Record excerpts >>
· · ·

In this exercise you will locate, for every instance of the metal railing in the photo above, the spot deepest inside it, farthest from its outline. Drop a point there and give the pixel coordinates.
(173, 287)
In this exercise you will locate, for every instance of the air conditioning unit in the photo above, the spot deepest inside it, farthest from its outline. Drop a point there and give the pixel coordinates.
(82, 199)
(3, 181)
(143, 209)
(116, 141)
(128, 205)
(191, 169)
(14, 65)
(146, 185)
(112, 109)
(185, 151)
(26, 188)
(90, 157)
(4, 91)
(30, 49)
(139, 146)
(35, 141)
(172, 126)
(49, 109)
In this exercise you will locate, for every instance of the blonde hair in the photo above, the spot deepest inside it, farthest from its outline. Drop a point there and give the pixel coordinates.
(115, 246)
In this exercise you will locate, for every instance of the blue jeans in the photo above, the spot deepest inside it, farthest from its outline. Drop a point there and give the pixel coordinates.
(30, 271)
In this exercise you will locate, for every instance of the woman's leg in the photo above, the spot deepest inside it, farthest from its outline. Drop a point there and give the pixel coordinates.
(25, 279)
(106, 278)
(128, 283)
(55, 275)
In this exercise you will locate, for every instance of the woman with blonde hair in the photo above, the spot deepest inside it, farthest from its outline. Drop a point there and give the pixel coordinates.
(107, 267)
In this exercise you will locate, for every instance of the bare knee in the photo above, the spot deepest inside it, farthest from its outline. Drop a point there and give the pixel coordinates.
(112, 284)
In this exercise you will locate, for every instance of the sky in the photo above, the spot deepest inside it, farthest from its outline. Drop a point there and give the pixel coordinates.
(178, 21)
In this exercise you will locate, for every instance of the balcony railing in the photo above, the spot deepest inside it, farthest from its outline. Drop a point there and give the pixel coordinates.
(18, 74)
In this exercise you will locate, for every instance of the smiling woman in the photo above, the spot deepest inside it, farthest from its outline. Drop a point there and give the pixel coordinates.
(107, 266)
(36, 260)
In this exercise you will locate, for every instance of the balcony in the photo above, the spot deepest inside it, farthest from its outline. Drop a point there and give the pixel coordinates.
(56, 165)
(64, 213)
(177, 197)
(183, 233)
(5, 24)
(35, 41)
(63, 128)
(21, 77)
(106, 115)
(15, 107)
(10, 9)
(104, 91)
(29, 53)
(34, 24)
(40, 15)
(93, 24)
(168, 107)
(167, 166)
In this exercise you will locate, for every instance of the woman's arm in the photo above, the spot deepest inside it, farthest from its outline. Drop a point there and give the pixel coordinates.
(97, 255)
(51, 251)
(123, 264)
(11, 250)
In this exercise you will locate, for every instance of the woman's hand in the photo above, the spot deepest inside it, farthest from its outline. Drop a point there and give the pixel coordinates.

· · ·

Work required >> Write out every entry above, word for word.

Written solution >>
In this exercise you will locate, for every instance of the metal railing in the photo above, the spot deepest inside it, farthest from its outline. Drop a point there and give the pixel coordinates.
(173, 287)
In this exercise you will locate, for every instance of the air conditioning unit in the photo above, the spot deepest inside it, farthest from its outline. Drop a point there and give the pixel coordinates.
(82, 199)
(3, 181)
(143, 209)
(116, 141)
(128, 205)
(191, 169)
(14, 65)
(146, 185)
(112, 109)
(185, 151)
(26, 188)
(90, 157)
(4, 91)
(30, 49)
(139, 146)
(35, 141)
(172, 126)
(49, 109)
In this exercise you will locate, for every instance of the blonde hair in the photo above, the spot deepest inside it, farthest from its outline. Drop a point there and give the pixel coordinates.
(115, 246)
In this exercise you will locate, for every instance of the blue jeans in the photo above, the spot deepest inside it, farthest from its outline. Drop a point there and give the pixel coordinates.
(30, 271)
In this exercise you will locate, for every instance of the woman's leg in the photo above, the spot deepest inside it, farthest from its outline. Drop a point there and give the pixel coordinates.
(25, 279)
(106, 278)
(128, 283)
(55, 275)
In this exercise you will locate, for every instance of the woman with blonde hair in the photo above, the spot deepest inside it, farthest from its outline. Drop a point there and give the pixel coordinates.
(107, 267)
In this exercise you will locate, for every instance of the bare knee in the photo above, the spot deepest inside it, farthest from its outline. Drop a point there and give the pixel coordinates.
(112, 284)
In this exercise you will locate, for every instance of the sky in the photo above, the spot deepest inside it, farthest from its outline. Drop a point there and give the pixel coordinates.
(178, 21)
In this exercise you will locate, for every instance of the balcony railing in the photo above, the spot deepest inside it, farthest from its outline. Drop a point there and give the pixel coordinates.
(18, 74)
In this exercise you will locate, for every instance of the smiling woman in the photo above, the spot deepest inside it, farthest from its outline. Drop a point there and give the pixel coordinates.
(107, 266)
(36, 260)
In this exercise you will locate, for every instance of the balcony in the photo above, the spot deepest inside it, farthest from its outline. Drop a point there and give the pixel coordinates.
(56, 165)
(64, 213)
(177, 197)
(183, 233)
(5, 24)
(35, 41)
(63, 128)
(21, 77)
(106, 115)
(15, 107)
(10, 9)
(104, 91)
(29, 53)
(34, 24)
(40, 15)
(93, 24)
(168, 107)
(167, 166)
In this exercise you will locate, for every instance of the woman's arm in the photo above, the spot deepest inside it, farthest from its outline. Drop a point there and give the pixel coordinates.
(97, 255)
(51, 251)
(123, 264)
(11, 250)
In this exercise you will locate, for every instance of the woman's hand in the photo above, the spot deepest inside it, farthest from its outline. Drop a point there and give the pixel coordinates.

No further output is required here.